# PASSAGE PROVIDED:
-- START --

How the C++ Compiler works

Mayowa Obisesan
3 min readDec 17, 2023
Generated by Bing Image Creator

Compiling is the process of converting C++ source code to binary code that the computer can actually understand. C++ code is just text. It is just letters and words that have a predefined syntax to perform the logic defined with that syntax. So, if C++ code or any other program’s code is just text, two question comes to mind.

  1. How does that text become an executable file that becomes games and applications that I use?
  2. Why is it that the text I call C++ code (my C++ source code) can only be run with a specific application and the text I call Python source code can only be run with a totally different application?

The answer to these questions is the compiler. Let me explain.

THE COMPILER

The compiler is responsible for the transformation of source code to an executable binary in C++ and this transformation requires two phases from start to finish.

  1. Compiling Phase
  2. Linking Phase

But the focus of this article is on compiling. More about linking at the end of this article.

COMPILING PHASE

The function of the C++ compiler is to take the text file and transform those text file into an intermediate format called object files. Those object files are then passed to the Linker (if there are multiple object files).

The compiler does several things when it produces the object files.

  1. Preprocessing: This is the stage where the compiler goes through all of the preprocessor statements in our code and evaluates them. Example of preprocessor directives in C++ code are: include, define, if, ifdef, and pragma statements. More about preprocessors in C++ at the end of this article.

-- END --

# EXTRACTED DATA:
-- START --

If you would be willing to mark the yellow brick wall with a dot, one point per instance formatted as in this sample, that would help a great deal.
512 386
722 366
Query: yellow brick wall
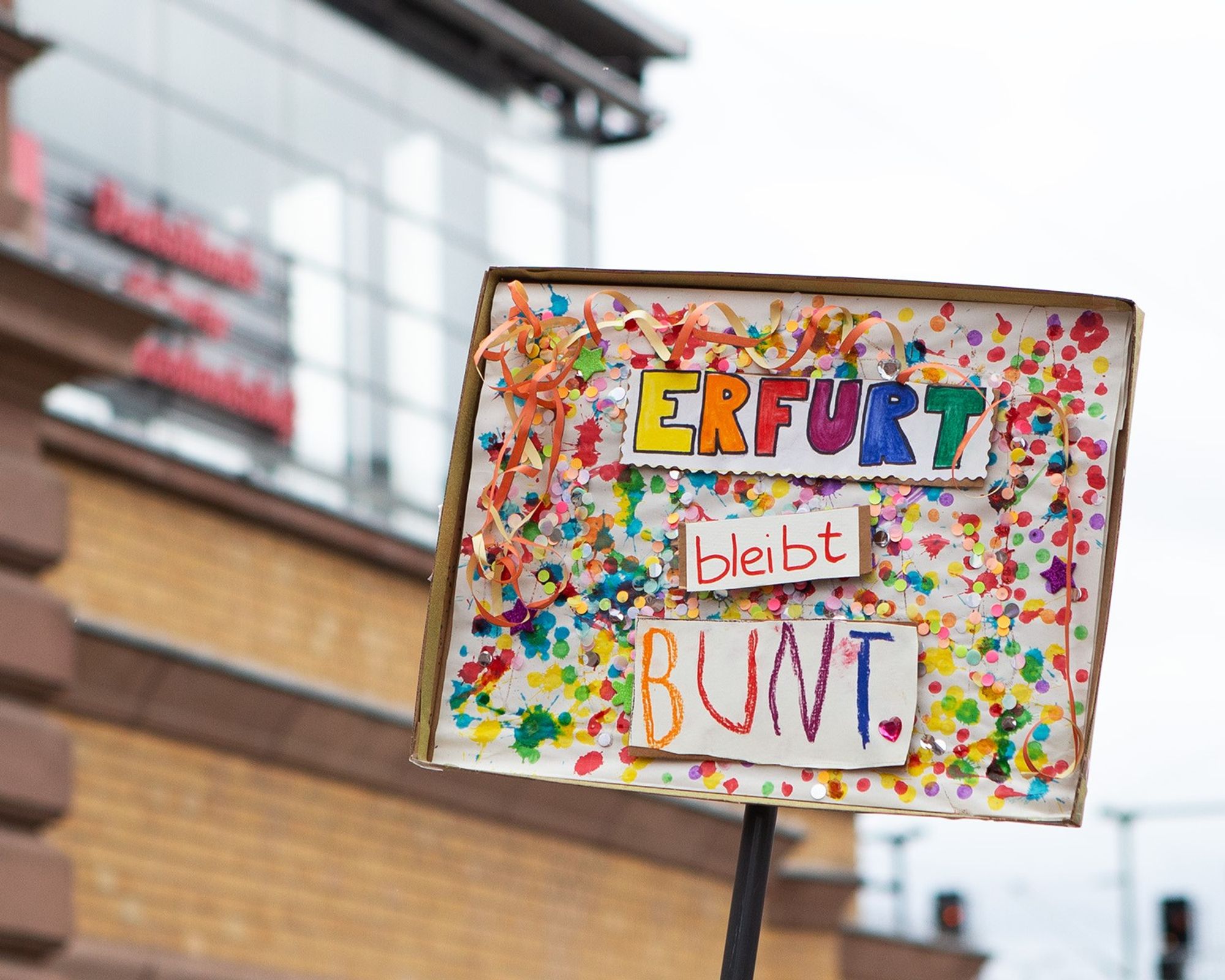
205 579
198 852
829 840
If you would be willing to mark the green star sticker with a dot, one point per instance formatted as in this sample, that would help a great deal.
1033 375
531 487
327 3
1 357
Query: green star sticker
590 361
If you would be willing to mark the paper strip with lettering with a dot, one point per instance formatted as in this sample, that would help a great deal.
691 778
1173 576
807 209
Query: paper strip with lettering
810 694
837 428
745 553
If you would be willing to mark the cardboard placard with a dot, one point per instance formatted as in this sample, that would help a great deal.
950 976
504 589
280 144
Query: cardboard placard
530 665
812 694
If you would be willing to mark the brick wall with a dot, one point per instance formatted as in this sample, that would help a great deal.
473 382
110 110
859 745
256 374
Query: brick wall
205 579
192 851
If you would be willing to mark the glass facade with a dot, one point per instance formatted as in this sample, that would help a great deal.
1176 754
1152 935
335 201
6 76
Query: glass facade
373 190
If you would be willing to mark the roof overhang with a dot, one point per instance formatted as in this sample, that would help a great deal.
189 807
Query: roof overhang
585 57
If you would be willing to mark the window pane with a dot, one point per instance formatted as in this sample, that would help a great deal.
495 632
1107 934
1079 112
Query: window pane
219 175
344 46
264 15
308 220
227 73
413 265
420 449
526 227
431 95
90 112
335 129
121 30
413 175
416 361
317 318
464 187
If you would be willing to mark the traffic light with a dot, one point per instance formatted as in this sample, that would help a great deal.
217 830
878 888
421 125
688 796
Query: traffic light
1177 938
950 914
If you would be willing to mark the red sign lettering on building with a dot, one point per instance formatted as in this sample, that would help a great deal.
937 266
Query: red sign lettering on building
259 400
182 241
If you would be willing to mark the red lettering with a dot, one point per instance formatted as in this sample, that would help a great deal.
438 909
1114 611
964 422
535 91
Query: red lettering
184 372
739 728
827 536
181 242
752 557
728 564
788 548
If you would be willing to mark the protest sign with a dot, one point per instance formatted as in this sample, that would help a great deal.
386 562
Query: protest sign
907 500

-- END --

# WRITTEN TASKS:
a - Answer these questions from the C++ compiler article:
(i) Which two phases does turning source code into an executable binary require?
(ii) What is the intermediate format that the compiler turns text files into?
(iii) Which preprocessor directives are given as examples?
b - Could you print the part of the C++ compiler article starting with "1. Compiling Phase" and going on through "C++ at the end of this article."?
c - Could you proceed with the C++ compiler article from the point where it stops?
The listing has no connection to the C++ compiler article.

# ANSWERS FOR THE EXERCISE:
a -
(i) The Compiling Phase and the Linking Phase.
(ii) Object files.
(iii) include, define, if, ifdef, and pragma.

b -
1. Compiling Phase
  2. Linking Phase

But the focus of this article is on compiling. More about linking at the end of this article.

COMPILING PHASE

The function of the C++ compiler is to take the text file and transform those text file into an intermediate format called object files. Those object files are then passed to the Linker (if there are multiple object files).

The compiler does several things when it produces the object files.

  1. Preprocessing: This is the stage where the compiler goes through all of the preprocessor statements in our code and evaluates them. Example of preprocessor directives in C++ code are: include, define, if, ifdef, and pragma statements. More about preprocessors in C++ at the end of this article.

c -
  2. Tokenization: This is when the pre-processed C++ code is split into tokens.
  3. Parsing: This is the walk through of the tokens in the tokenization stage. The tokens are first represented as a Concrete Syntax Tree and after further parsing for meaningful information about the C++ code, into an Abstract Syntax Tree that will be used to generate object files. The Abstract Syntax tree consists of constant data and / or instructions which is then used to generate the machine code that the computer processor understands.

Object Files

Object files are the output of compiling our C++ source code. They are the resulting machine code that the processor understands and reads. Object files are the result of compiling C++ translation units.

LINKING PHASE

The C++ Linker in the Linking phase makes use of object files generated from translation units during compilation. These object files are linked to generate a single executable binary. The reason for linking is to link all resources that have been used in multiple translation units into one executable binary. An example of these resources are functions that are included in multiple translation units which are referenced using the function signature.

For more understanding about linking. I’ll link to an article about C++ linking at the end of this article.

CONCLUSION

C++ compilers help turn your C++ source code which are just texts until they are triggered for execution into binary code which the computer understands. But the linker does the job of linking all the multiple object files that you may have in your C++ project into one executable binary that can be executed as a lone file. This is the process of compilation from source code to executable binary.

OTHER ARTICLES

Here are other articles that you can make reference to for better understanding of some of the concepts I used in this article.

I believe you have learnt something from this article.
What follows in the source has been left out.